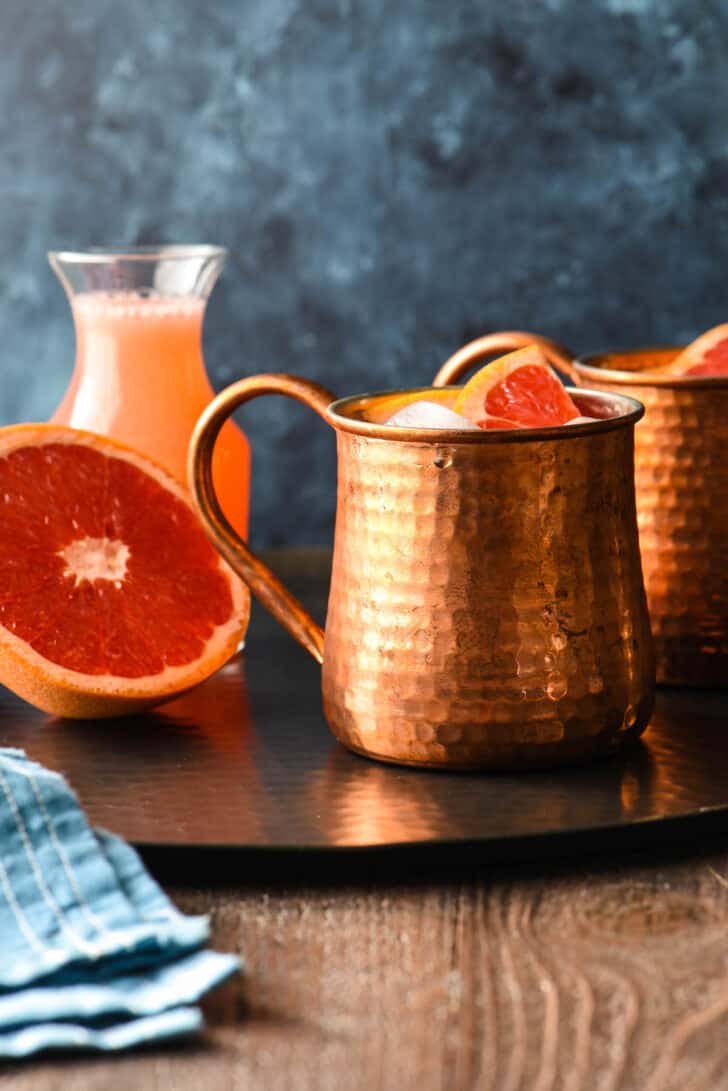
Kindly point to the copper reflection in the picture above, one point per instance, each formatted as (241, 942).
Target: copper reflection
(487, 606)
(681, 467)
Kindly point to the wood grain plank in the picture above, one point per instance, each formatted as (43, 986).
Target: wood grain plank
(607, 979)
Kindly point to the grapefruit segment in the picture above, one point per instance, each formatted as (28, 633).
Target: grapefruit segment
(706, 356)
(111, 597)
(521, 388)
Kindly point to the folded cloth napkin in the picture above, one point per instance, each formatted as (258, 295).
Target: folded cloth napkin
(93, 955)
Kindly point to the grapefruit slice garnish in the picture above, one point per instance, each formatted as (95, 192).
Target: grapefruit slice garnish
(111, 597)
(706, 356)
(521, 388)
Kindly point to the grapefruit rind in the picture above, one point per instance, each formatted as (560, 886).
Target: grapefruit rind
(62, 692)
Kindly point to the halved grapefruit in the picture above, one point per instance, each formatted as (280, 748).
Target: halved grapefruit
(111, 597)
(706, 356)
(521, 388)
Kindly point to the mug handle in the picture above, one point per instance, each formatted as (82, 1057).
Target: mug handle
(505, 340)
(265, 586)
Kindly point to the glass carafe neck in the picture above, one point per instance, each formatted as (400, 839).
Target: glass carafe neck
(163, 272)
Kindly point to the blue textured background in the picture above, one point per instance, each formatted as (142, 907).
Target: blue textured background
(392, 177)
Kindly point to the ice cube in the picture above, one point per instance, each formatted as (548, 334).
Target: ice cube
(430, 415)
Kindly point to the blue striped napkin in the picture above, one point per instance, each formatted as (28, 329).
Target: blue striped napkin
(93, 955)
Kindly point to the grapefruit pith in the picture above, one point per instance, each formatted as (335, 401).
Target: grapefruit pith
(706, 356)
(520, 387)
(111, 597)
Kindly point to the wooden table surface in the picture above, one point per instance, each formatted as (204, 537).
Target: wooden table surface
(591, 974)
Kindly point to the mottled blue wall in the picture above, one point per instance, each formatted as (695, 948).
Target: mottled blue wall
(392, 177)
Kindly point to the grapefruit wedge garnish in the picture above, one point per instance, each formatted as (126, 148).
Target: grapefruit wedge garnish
(521, 388)
(706, 356)
(111, 597)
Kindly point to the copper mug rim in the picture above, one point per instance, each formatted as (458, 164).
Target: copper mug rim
(629, 411)
(587, 369)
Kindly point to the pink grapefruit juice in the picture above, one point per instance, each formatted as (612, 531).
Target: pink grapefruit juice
(140, 378)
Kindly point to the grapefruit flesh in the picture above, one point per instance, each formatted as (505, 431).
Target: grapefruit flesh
(707, 356)
(520, 388)
(111, 597)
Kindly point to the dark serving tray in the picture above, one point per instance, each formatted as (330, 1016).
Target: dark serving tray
(247, 762)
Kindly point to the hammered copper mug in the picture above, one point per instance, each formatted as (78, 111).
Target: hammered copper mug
(681, 465)
(487, 607)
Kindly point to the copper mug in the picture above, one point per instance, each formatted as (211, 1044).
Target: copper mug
(487, 607)
(681, 465)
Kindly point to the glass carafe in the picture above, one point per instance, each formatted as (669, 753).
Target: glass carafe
(140, 374)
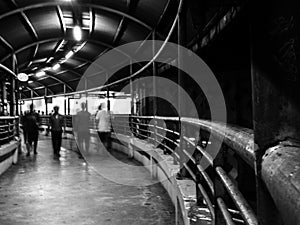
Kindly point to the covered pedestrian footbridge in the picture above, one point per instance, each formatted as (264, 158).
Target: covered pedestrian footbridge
(203, 98)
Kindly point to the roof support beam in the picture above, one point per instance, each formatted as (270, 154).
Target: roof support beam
(90, 5)
(61, 19)
(59, 80)
(25, 47)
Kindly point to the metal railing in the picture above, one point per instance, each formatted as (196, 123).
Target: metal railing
(8, 129)
(68, 120)
(215, 156)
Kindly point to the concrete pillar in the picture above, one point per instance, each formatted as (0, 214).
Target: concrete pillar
(275, 81)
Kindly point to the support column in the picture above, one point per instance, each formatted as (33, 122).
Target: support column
(65, 110)
(4, 97)
(46, 101)
(275, 84)
(12, 110)
(181, 33)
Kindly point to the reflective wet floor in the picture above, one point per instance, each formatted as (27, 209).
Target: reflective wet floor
(41, 190)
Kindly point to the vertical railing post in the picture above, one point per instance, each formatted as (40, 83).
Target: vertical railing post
(130, 145)
(219, 189)
(65, 112)
(154, 71)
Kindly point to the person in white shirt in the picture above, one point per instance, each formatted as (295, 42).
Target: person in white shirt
(103, 121)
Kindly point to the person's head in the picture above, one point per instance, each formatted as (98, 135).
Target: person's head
(55, 108)
(83, 106)
(31, 107)
(103, 105)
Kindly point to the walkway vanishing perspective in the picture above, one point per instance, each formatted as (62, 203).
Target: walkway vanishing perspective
(41, 190)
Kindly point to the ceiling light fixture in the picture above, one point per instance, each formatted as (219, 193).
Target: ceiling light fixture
(40, 73)
(77, 33)
(69, 54)
(56, 66)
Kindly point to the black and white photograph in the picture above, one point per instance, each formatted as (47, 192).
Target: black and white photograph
(149, 112)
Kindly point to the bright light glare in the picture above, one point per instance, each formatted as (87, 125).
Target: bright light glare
(77, 33)
(56, 67)
(69, 54)
(41, 73)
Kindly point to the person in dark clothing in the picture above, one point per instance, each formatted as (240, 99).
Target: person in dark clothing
(56, 123)
(31, 125)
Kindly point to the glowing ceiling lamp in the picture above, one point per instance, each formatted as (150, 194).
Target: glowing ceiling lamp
(70, 53)
(56, 66)
(77, 33)
(40, 73)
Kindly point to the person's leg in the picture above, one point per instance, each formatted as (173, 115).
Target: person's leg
(59, 137)
(36, 138)
(108, 140)
(80, 141)
(53, 142)
(29, 143)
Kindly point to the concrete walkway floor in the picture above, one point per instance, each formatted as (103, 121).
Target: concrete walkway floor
(41, 190)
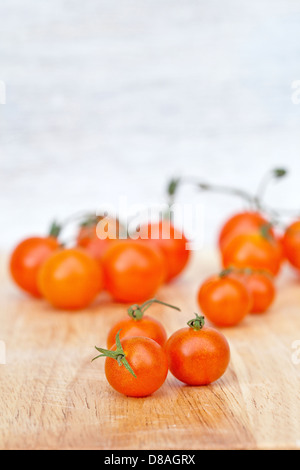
==================================================
_Instructions for the task_
Return the records above exactly as written, but without any of the pictures.

_The completed task_
Kindly point to the copper reflection in the picture above, one point per instance, each formatted as (241, 942).
Target: copper reflection
(487, 606)
(681, 467)
Kindly point to the wood grain plank in the picture above, one point per instance, each formatted as (43, 986).
Target: wood grain plank
(607, 979)
Kindly point to the grapefruit segment in the picture above, one point per instance, each formatted as (28, 633).
Target: grapefruit segment
(706, 356)
(111, 597)
(521, 388)
Kindly point to the folded cloth napkin in the picture above, one point per instance, each formatted as (258, 295).
Target: folded cloth napkin
(93, 955)
Kindly point to the grapefruit slice garnish in the picture above, one point per instance, each formatted as (95, 192).
Target: grapefruit slice garnish
(111, 597)
(706, 356)
(521, 388)
Kindly point to the grapefruit rind in the picture above, one point per instance, each formatted as (560, 886).
Target: grapefruit rind
(62, 692)
Kindly point to the halved grapefruit in the picture above, one point per instance, each formatted as (280, 748).
Target: halved grapefruit
(111, 597)
(706, 356)
(521, 388)
Kindly point to the mug handle in the picture above, one point per instance, each formatted as (82, 1057).
Target: mug handle
(505, 340)
(265, 586)
Kindly point to the glass carafe neck in the picture above, one point per instance, each formatted as (400, 839).
Target: glass carafe neck
(163, 272)
Kindly point to the blue textured background in the picture above, one point per instance, each formatted as (142, 907).
Target: blue textured background
(392, 177)
Kindly point to the ice cube in the picture above, one point per instance, each formatted as (548, 334).
Target: ice cube
(430, 415)
Kindly point to the blue striped napkin in the picture above, one point per instance, each formatted as (28, 329).
Target: blue striped napkin
(93, 955)
Kindly point to the grapefruit pith in the picture above, one point per instance, each formatted as (335, 401).
Target: grapefruit pith
(706, 356)
(520, 387)
(111, 597)
Kindly point to the wooden table surface in the picture above, one point per instance, each formatted as (204, 537).
Target: wooden table surface
(591, 974)
Kindly point to the mottled blue wall in the picture above, one point per instance, each formatted as (695, 948).
Target: mottled blue wall
(392, 177)
Kindly point to the grapefruit wedge garnish in the picture above, one point per instance, each formatted as (126, 148).
Target: grapefruit wedge garnish
(521, 388)
(706, 356)
(111, 597)
Kindly point to the copper mug rim in the picture above, one point per instance, each formatted as (458, 164).
Target: copper mug rim
(629, 411)
(587, 369)
Kindly point to the pink grapefruit juice in the picture above, one point per instance, each formatted as (612, 531).
Target: pink grapefruit juice
(140, 378)
Kindly point to the grapefruit flesh in the picture above, one point per instance, each formatted as (505, 431).
Target: grapefruit flesh
(707, 356)
(520, 388)
(111, 597)
Kindly point to the dark serving tray in the picture above, one point per instance, each formatted as (330, 1016).
Target: dark serving tray
(247, 762)
Kindly point to the hammered copper mug in the picture above, one point per instance, each formatted as (78, 111).
Target: hammered copper mug
(681, 465)
(487, 607)
Kindly point to the copper mug in the picture above, one point per instance, each formatted as (211, 1044).
Target: copper mug
(487, 607)
(681, 465)
Kindly point to the glass carafe in the picture above, one point per instance, each formatted as (669, 753).
Target: glass carafe
(140, 374)
Kindly point to the covered pedestrian footbridge in the picture above, one point per instance, each formatted as (264, 158).
Target: covered pedestrian footbridge
(203, 98)
Kindly point to the roof support beam in the picture above, one point per instance, each formatted as (270, 154).
Target: roof support beam
(90, 5)
(61, 19)
(59, 80)
(25, 47)
Kindly point to the metal railing in the picture above, one point per instance, each formatted as (196, 123).
Target: metal railing
(8, 129)
(68, 120)
(215, 156)
Kindly point to the concrete pillar in the picture above, one point per instance, each formatted as (0, 214).
Target: concrete pillar
(275, 81)
Kindly point to the support column in the picture above, one point per instance, each formatted as (33, 122).
Target: support column
(65, 110)
(4, 97)
(46, 101)
(275, 84)
(12, 110)
(181, 33)
Kindly point to the reflective wet floor in the picture above, one point per instance, each formatted as (27, 209).
Target: reflective wet floor
(41, 190)
Kindly point to the vertical railing post in the picture above, one point per instance, each formatted as (40, 83).
Target: vertical railing post
(130, 145)
(219, 189)
(65, 112)
(154, 71)
Kindly point to the person in white shirt in the picture above, one point per instance, each formatted as (295, 42).
Target: person in white shirt
(103, 121)
Kindly point to the person's head in the picture above, one point per instance, each formatted as (98, 135).
Target: person's head
(55, 108)
(83, 106)
(31, 107)
(103, 105)
Kindly point to the walkway vanishing perspective in the picture above, one point per instance, each formatted as (62, 203).
Target: walkway vanishing perspective
(41, 190)
Kindly point to the ceiling light fixture in the picture above, one point per instance, each formatted as (219, 193).
Target: ceiling light fixture
(40, 73)
(77, 33)
(69, 54)
(56, 66)
Kindly point to the black and white photograph in the picture above, one point per instance, each formatted as (47, 192).
Target: black and white photograph
(149, 112)
Kindly point to the bright light glare in the picture above, one point per instance, each formatted as (87, 125).
Target: bright light glare
(77, 33)
(56, 67)
(69, 54)
(41, 73)
Kindly point to the person in dark clothing in the picture above, one point per instance, each formatted as (240, 99).
Target: person in dark clothing
(56, 123)
(31, 125)
Kindly point to the glowing ceiling lamp in the picture above, one point per instance, each formatted as (150, 194).
Target: glowing ceiling lamp
(70, 53)
(56, 66)
(77, 33)
(40, 73)
Kindly point to the person's leg in the picture above, one point per instance, each formatted as (173, 115).
Target: person's leg
(59, 137)
(36, 138)
(108, 140)
(80, 141)
(53, 142)
(29, 143)
Kindly point to the concrete walkway floor in the picture above, one point per instance, each formatted as (103, 121).
Target: concrete walkway floor
(41, 190)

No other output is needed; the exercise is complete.